'''

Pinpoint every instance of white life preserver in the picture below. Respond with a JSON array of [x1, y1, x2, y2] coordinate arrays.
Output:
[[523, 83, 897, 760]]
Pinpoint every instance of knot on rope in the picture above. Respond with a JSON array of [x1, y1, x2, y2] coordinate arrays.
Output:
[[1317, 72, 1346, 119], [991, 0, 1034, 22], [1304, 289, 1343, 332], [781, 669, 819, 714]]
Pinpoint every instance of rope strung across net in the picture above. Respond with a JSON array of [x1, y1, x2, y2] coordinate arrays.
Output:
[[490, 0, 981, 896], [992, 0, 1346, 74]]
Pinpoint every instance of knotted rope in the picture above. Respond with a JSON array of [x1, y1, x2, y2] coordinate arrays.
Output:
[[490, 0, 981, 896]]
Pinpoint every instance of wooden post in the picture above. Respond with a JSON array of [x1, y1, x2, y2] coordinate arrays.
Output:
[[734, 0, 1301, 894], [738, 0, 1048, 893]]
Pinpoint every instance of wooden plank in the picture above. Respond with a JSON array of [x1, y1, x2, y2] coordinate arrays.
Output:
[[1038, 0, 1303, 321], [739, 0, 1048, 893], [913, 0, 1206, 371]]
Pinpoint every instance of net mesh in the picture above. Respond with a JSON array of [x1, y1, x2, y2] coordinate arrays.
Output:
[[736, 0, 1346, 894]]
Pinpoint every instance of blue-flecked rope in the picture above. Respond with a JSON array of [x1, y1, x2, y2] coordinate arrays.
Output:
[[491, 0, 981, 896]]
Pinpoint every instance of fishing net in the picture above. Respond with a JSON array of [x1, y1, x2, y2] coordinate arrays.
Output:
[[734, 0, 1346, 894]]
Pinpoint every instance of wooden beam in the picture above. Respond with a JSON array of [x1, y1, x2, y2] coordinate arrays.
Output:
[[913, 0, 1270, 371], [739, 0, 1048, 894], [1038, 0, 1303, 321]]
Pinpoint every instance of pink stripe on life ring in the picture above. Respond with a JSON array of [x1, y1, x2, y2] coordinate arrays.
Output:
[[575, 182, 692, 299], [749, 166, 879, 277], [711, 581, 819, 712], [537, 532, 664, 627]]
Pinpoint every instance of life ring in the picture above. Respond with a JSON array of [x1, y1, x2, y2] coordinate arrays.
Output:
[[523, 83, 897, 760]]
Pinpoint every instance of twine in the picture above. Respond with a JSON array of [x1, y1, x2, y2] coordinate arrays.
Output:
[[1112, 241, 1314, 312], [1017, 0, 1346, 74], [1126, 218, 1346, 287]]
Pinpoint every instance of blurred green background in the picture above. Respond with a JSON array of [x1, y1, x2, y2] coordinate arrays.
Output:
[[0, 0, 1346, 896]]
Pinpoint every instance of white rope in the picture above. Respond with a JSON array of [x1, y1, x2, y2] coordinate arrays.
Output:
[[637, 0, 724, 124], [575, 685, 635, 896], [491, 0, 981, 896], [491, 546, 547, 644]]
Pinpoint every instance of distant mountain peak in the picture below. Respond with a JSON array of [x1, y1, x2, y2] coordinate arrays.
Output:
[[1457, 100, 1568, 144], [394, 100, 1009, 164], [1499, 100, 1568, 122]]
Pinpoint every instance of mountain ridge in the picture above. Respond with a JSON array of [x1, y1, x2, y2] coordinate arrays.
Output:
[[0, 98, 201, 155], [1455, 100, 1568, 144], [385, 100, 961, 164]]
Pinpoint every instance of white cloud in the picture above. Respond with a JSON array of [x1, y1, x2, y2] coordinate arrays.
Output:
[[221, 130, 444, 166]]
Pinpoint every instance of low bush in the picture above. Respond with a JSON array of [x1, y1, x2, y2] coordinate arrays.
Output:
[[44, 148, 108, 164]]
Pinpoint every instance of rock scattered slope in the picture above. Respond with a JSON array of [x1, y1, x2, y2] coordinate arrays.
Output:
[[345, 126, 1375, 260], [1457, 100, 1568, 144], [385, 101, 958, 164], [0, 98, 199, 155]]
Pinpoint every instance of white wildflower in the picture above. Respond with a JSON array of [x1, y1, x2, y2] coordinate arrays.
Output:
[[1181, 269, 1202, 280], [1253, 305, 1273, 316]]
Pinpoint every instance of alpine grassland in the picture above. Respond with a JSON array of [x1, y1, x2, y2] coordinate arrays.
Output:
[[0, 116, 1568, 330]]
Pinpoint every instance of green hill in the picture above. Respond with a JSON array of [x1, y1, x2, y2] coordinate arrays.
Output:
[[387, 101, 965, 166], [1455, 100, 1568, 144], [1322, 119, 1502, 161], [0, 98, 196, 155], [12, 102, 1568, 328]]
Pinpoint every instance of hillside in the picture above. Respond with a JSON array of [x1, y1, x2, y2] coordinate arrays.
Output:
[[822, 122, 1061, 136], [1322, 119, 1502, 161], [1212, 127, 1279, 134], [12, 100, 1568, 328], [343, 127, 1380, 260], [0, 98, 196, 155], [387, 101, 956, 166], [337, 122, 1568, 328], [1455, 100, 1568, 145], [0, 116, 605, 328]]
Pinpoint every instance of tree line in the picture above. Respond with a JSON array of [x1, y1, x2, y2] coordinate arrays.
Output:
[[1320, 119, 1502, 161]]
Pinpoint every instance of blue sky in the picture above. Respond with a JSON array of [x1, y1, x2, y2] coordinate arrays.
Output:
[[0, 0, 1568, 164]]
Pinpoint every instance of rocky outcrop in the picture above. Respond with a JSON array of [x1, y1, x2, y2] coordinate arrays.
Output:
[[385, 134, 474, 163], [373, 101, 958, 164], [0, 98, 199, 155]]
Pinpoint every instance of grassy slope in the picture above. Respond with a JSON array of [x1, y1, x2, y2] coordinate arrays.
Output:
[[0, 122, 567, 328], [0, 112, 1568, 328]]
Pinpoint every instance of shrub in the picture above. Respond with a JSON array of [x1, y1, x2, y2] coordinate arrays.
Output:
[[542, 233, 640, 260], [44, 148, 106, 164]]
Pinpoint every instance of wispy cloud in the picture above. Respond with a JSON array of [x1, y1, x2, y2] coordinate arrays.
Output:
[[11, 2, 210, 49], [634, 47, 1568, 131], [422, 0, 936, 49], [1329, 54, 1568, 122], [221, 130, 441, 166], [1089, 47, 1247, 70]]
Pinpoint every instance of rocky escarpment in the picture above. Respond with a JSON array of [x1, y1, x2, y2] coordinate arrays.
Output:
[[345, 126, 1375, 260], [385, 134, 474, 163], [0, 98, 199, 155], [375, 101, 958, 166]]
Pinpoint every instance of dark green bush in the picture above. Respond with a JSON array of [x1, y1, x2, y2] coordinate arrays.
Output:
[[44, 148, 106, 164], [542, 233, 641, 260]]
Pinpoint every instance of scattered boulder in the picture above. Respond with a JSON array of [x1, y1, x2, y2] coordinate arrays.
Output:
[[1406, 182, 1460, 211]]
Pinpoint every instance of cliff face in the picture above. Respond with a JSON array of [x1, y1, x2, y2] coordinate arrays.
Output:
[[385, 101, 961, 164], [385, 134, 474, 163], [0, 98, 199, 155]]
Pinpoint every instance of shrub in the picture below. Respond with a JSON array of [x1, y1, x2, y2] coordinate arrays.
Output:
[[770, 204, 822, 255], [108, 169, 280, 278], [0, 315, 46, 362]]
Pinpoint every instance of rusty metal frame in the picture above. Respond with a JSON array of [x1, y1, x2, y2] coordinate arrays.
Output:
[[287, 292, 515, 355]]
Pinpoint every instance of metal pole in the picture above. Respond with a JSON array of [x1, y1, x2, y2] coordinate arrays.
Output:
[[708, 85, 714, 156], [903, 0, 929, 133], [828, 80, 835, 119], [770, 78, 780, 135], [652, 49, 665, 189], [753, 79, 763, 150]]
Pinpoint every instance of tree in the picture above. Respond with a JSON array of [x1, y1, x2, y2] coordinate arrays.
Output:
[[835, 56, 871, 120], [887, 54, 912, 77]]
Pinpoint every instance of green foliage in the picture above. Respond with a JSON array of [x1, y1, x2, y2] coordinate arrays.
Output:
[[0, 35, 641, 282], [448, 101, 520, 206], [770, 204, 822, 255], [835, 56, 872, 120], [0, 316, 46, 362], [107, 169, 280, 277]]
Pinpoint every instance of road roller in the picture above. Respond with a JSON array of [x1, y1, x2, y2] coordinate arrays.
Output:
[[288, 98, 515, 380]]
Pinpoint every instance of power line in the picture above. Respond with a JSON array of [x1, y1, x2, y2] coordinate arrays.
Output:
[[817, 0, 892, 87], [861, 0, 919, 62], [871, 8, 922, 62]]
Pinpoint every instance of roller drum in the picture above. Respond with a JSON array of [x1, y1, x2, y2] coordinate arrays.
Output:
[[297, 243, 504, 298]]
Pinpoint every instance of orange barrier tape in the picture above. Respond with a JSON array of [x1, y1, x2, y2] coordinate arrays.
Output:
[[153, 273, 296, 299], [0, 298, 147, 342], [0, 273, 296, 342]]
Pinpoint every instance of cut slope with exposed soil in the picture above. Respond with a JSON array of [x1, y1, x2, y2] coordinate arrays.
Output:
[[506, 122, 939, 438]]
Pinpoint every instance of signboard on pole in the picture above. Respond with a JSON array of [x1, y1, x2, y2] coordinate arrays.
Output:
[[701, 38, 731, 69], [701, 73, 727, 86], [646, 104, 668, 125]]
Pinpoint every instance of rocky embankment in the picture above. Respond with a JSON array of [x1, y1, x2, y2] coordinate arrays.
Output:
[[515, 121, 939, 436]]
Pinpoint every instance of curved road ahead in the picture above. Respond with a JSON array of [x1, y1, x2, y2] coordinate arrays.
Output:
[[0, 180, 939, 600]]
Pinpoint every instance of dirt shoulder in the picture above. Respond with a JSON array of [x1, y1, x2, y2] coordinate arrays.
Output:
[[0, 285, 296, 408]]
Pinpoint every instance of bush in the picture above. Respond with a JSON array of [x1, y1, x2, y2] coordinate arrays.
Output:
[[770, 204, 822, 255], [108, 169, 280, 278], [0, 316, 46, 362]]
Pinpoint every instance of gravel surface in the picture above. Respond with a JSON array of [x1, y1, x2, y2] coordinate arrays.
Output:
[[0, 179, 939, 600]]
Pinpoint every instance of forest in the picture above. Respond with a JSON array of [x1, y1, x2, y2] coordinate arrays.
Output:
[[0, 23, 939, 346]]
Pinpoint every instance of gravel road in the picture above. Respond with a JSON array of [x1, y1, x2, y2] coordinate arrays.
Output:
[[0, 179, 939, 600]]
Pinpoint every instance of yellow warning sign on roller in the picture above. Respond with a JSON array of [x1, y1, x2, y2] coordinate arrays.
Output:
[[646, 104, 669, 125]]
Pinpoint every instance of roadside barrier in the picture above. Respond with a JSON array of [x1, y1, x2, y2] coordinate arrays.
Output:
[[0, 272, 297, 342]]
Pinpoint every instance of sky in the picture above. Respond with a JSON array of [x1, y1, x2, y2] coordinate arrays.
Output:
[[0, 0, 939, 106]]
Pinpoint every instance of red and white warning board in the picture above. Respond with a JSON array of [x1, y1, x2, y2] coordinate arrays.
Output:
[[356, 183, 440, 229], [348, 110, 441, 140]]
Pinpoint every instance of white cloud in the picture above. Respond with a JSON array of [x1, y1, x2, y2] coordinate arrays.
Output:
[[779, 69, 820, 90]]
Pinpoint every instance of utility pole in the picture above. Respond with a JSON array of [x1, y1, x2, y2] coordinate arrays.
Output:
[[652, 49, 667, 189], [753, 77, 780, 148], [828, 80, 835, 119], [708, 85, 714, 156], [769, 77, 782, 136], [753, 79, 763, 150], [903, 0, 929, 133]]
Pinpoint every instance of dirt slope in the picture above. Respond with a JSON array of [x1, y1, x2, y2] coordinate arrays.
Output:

'''

#### WHAT IS NEEDED:
Rewrite the data from the line containing "Pinpoint every instance of blurred" through the line containing "546, 547, 644]]", changing "white rope" to "tan rope" and leaving everything else as it is.

#### WORKED ANSWER:
Pinpoint every instance of blurred green background in the picture above. Respond with a JSON array of [x1, y1, x2, y2] coordinate arrays.
Output:
[[0, 0, 1346, 896]]
Pinpoint every instance of tan rope in the picture above. Respond with a JSON array of [x1, y1, x2, y2] coordinate arrays.
Output:
[[637, 0, 724, 124], [575, 685, 635, 896], [491, 0, 981, 896], [491, 546, 547, 644]]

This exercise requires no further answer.